# START OF DATA FOR PROCESSING
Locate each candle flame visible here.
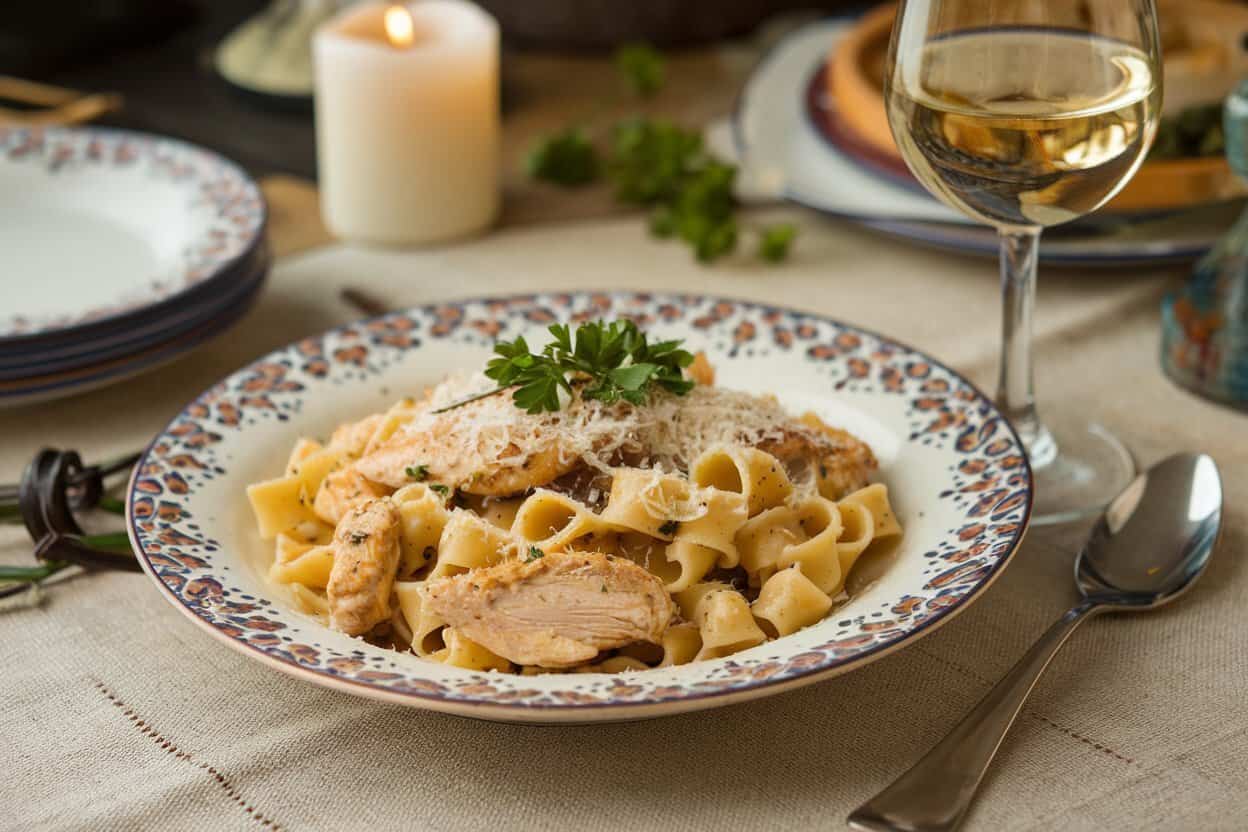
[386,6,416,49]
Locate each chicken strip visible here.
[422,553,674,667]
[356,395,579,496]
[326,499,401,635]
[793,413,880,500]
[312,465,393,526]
# END OF DATA FOR PROCESSING
# START OF DATA FOR PROCESSING
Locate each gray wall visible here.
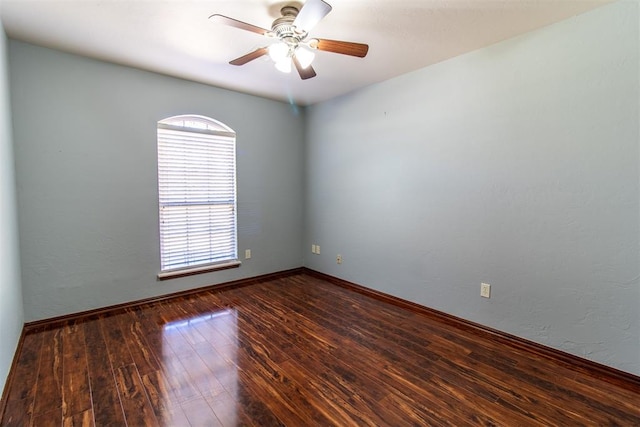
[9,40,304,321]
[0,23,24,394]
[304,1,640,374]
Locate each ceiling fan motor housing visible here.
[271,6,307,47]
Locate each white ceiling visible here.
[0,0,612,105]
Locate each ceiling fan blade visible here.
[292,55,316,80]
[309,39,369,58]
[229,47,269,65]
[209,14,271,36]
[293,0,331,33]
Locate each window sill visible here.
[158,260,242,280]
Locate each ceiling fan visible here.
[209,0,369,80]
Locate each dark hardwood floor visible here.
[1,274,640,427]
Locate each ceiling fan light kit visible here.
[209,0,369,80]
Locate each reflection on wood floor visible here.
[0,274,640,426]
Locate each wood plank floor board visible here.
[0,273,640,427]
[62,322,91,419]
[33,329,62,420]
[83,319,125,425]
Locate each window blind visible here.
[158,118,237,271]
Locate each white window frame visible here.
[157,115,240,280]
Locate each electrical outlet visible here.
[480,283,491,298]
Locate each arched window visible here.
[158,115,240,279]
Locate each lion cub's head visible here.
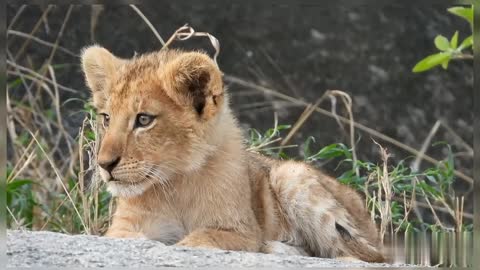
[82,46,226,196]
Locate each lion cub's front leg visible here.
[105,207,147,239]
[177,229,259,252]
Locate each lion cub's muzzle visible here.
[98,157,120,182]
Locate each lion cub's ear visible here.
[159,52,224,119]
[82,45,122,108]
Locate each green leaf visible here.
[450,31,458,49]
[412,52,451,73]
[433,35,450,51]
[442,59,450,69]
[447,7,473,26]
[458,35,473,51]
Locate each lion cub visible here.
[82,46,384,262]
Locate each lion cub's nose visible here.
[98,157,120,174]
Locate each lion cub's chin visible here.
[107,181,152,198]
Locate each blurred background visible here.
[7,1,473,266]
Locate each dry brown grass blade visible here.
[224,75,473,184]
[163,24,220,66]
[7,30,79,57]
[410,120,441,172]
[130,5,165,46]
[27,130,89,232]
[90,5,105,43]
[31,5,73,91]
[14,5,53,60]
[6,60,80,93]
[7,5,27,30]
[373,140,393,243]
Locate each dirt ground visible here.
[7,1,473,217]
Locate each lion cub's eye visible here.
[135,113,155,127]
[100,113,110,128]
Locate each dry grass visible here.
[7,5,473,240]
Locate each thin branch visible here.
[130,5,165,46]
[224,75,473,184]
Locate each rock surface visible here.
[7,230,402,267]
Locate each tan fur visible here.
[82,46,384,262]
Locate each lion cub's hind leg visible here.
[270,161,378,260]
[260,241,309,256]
# END OF DATA FOR PROCESSING
# START OF DATA FOR PROCESSING
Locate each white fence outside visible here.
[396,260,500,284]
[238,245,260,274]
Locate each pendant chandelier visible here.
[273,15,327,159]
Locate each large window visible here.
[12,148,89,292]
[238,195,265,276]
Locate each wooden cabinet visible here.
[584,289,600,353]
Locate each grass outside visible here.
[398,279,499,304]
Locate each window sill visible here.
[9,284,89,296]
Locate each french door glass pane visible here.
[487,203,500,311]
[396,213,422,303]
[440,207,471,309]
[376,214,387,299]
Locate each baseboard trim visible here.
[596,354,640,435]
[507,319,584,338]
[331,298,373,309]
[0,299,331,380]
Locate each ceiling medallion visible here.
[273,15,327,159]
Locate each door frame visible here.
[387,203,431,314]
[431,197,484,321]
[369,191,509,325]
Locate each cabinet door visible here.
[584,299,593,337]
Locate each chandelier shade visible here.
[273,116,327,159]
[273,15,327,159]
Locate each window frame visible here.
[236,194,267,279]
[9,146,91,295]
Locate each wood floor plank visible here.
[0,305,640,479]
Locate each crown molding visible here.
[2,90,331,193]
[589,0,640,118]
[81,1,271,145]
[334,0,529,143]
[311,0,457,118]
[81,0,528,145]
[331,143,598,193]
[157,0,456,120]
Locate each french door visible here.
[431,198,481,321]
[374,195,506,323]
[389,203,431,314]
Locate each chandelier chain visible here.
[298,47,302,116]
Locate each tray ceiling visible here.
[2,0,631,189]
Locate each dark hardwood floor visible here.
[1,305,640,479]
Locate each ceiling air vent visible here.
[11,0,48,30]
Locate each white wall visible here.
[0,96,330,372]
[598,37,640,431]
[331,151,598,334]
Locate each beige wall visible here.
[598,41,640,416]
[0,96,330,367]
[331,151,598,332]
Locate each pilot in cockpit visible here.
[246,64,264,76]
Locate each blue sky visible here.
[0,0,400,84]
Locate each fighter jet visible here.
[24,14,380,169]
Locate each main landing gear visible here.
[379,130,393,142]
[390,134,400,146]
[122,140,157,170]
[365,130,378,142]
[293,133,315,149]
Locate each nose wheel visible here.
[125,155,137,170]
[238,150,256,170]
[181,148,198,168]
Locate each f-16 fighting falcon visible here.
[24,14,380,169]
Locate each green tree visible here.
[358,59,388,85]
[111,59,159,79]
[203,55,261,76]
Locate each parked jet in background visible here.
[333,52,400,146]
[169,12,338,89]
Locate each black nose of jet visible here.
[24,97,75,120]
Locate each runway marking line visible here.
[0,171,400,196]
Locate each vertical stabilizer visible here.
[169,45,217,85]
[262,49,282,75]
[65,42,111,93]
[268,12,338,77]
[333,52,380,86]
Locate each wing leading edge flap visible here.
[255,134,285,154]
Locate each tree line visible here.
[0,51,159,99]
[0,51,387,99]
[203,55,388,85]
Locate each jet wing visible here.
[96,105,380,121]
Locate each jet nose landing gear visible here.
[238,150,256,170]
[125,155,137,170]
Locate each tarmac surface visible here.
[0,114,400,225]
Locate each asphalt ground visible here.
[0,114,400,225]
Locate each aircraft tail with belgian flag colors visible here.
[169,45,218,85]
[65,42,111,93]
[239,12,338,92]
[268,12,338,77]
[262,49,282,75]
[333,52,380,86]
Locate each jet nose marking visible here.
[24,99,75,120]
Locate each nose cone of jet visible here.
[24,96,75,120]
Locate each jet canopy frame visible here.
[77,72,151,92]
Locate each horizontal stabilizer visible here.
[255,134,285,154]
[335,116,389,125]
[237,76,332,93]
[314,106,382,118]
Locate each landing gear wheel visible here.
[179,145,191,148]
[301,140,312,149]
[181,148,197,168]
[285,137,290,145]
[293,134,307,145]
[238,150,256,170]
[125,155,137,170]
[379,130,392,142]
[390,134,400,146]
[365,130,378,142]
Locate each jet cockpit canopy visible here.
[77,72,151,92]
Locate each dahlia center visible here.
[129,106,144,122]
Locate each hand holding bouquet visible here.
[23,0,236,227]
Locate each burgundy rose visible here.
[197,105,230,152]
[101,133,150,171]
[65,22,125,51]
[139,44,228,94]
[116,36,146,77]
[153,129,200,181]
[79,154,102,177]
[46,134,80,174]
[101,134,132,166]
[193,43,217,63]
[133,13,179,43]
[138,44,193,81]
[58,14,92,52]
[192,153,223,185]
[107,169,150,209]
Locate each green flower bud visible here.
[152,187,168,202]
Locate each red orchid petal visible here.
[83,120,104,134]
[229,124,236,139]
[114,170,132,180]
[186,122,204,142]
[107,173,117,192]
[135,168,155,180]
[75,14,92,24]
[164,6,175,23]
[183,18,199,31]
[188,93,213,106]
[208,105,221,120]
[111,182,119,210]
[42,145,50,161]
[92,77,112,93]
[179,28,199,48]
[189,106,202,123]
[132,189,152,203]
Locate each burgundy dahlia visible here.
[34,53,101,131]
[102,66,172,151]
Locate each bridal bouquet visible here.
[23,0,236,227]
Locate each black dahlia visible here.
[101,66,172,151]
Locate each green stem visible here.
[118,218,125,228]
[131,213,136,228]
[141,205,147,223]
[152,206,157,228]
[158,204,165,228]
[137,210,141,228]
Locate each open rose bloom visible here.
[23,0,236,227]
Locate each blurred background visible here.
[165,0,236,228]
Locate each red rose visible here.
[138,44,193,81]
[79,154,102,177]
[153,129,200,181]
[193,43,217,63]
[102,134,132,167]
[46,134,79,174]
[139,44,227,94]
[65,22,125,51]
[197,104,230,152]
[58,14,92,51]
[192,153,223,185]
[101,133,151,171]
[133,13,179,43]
# END OF DATA FOR PROCESSING
**WHAT YOU WILL DO**
Copy out the lines starting with the one that has "Locate each chandelier chain visible here." and going on through the one that has "[331,151,598,334]", swapping "dark hardwood floor" for "dark oak floor" and keeping everything else the same.

**SOLUTION TO THE EXERCISE**
Locate each chandelier chain visible here.
[298,47,302,116]
Locate each tray ceiling visible here.
[2,0,631,189]
Locate each dark oak floor visible here.
[1,305,640,479]
Locate each ceiling air vent visible here.
[11,0,48,30]
Locate each white wall visible here.
[0,96,330,372]
[598,37,640,431]
[331,151,598,334]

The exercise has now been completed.